### Supplied text
—————

My Multicore Talk at CppCon 2014

Last month, I attended CppCon 2014 in Bellevue, Washington. It was an awesome conference, filled with the who’s who of C++ development, and loaded with interesting, relevant talks. It was a first-year conference, so I’m sure CppCon 2015 will be even better. I highly recommend it for any serious C++ developer.

While I was there, I gave a talk entitled, “How Ubisoft Montreal Develops Games For Multicore – Before and After C++11.” You can watch the whole thing here:

To summarize the talk:

At Ubisoft Montreal, we exploit multicore by building our game engines on top of three common threading patterns.
To implement those patterns, we need to write a lot of custom concurrent objects.
When a concurrent object is under heavy contention, we optimize it using atomic operations.
Game engines have their own portable atomic libraries. These libraries are similar to the C++11 atomic library’s “low level” functionality.

Most of the talk is spent exploring that last point: Comparing game atomics to low-level C++11 atomics.

There was a wide range of experience levels in the room, which was cool. Among the attendees were Michael Wong, CEO of OpenMP and C++ standard committee member, and Lawrence Crowl, who authored most of section 29, “Atomic operations library,” in the C++11 standard. Both of them chime in at various points. (I certainly wasn’t expecting to explain the standard to the guy who wrote it!)

—————

### Exercise inputs
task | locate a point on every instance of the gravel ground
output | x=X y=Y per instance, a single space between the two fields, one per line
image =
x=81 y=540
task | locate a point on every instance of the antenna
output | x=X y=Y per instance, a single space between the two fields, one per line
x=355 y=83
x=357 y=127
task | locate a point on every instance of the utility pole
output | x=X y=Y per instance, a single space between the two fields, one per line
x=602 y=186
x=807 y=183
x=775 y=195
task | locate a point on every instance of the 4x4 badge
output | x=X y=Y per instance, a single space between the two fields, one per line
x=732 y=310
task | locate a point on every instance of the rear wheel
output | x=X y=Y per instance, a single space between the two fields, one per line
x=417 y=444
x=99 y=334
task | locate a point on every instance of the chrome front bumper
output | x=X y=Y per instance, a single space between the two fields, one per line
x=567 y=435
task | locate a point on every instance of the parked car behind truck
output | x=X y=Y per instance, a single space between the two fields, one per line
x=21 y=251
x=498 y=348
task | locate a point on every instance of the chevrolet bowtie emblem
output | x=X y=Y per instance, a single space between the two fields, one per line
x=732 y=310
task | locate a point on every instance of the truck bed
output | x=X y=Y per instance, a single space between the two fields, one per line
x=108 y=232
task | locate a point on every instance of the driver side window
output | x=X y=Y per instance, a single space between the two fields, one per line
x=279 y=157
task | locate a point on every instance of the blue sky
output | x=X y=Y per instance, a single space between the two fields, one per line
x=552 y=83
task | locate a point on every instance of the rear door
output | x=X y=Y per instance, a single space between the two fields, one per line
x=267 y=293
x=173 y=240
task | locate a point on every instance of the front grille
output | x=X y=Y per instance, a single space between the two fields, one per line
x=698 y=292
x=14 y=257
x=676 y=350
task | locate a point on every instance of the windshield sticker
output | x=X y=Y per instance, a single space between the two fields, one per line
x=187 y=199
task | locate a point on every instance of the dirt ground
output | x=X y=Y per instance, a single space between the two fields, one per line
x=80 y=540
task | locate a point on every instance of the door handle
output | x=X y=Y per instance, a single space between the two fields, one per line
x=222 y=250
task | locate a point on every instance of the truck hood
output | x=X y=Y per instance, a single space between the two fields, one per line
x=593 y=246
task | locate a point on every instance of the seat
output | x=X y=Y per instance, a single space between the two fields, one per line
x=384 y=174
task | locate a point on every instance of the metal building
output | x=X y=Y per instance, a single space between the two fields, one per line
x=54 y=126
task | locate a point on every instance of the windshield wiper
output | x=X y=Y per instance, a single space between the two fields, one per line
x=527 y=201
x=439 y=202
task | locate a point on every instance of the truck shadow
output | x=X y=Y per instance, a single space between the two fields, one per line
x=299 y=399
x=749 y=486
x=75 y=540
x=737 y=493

—————

### Stated problem A
Express the records from the line containing "task | locate a point on every instance of the chevrolet" down through the line containing "x=173 y=240" as a two-column CSV with columns request_text and answer_text. Give one row per request, with each value in a single quoted field and line breaks replaced by spaces.
### Stated problem B
Write the next part of the write-up about the CppCon 2014 multicore talk, picking up after its final sentence.

### Final result A
request_text,answer_text
"task | locate a point on every instance of the chevrolet bowtie emblem output | x=X y=Y per instance, a single space between the two fields, one per line","x=732 y=310"
"task | locate a point on every instance of the truck bed output | x=X y=Y per instance, a single space between the two fields, one per line","x=108 y=232"
"task | locate a point on every instance of the driver side window output | x=X y=Y per instance, a single space between the two fields, one per line","x=279 y=157"
"task | locate a point on every instance of the blue sky output | x=X y=Y per instance, a single space between the two fields, one per line","x=552 y=83"
"task | locate a point on every instance of the rear door output | x=X y=Y per instance, a single space between the two fields, one per line","x=267 y=293 x=173 y=240"

### Final result B
You can download the slides here and grab the source code for the sample application here. A couple of corrections about certain points:

Compiler Ordering Around C++ Volatiles

At 24:05, I said that the compiler could have reordered some instructions on x86, leading to the same kind of memory reordering bug we saw at runtime on PowerPC, and that we were just lucky it didn’t.

However, I should acknowledge that in the previous console generation, the only x86 compiler we used at Ubisoft was Microsoft’s. Microsoft’s compiler is exceptional in that it does not perform those particular instruction reorderings on x86, because it treats volatile variables differently from other compilers, and m_writePos is volatile. That’s Microsoft’s default x86 behavior today, and it was its only x86 behavior back then. So in fact, the absence of compiler reordering was more than just luck: It was a vendor-specific guarantee. If we had used GCC or Clang, then we would have run the risk of compiler reordering in these two places.

Enforcing Correct Usage of Concurrent Objects

Throughout the talk, I keep returning to the example of a single-producer, single-consumer concurrent queue. For this queue to work correctly, you must follow the rules. In particular, it’s important not to call tryPush from multiple threads at the same time.

At 54:00, somebody asks if there’s a way to prevent coworkers from breaking such rules. My answer was to talk to them. At Ubisoft Montreal, the community of programmers playing with lock-free data structures is small, and we tend to know each other, so this answer is actually quite true for us. In many cases, the only person using a lock-free data structure is the one who implemented it.

But there was a better answer to his question, which I didn’t think of at the time: We can implement a macro that fires an assert when two threads enter the same function simultaneously. I won’t show the macro’s implementation here, but as it turns out, the tryPush and tryPop functions are two perfect candidates for it. This assert won’t prevent people from breaking the rules, but it will help catch errors earlier.

bool tryPush(const T& item)
{
    ASSERT_SINGLE_THREADED(m_pushDetector);
    int w = m_writePos.load(memory_order_relaxed);  
    if (w >= size)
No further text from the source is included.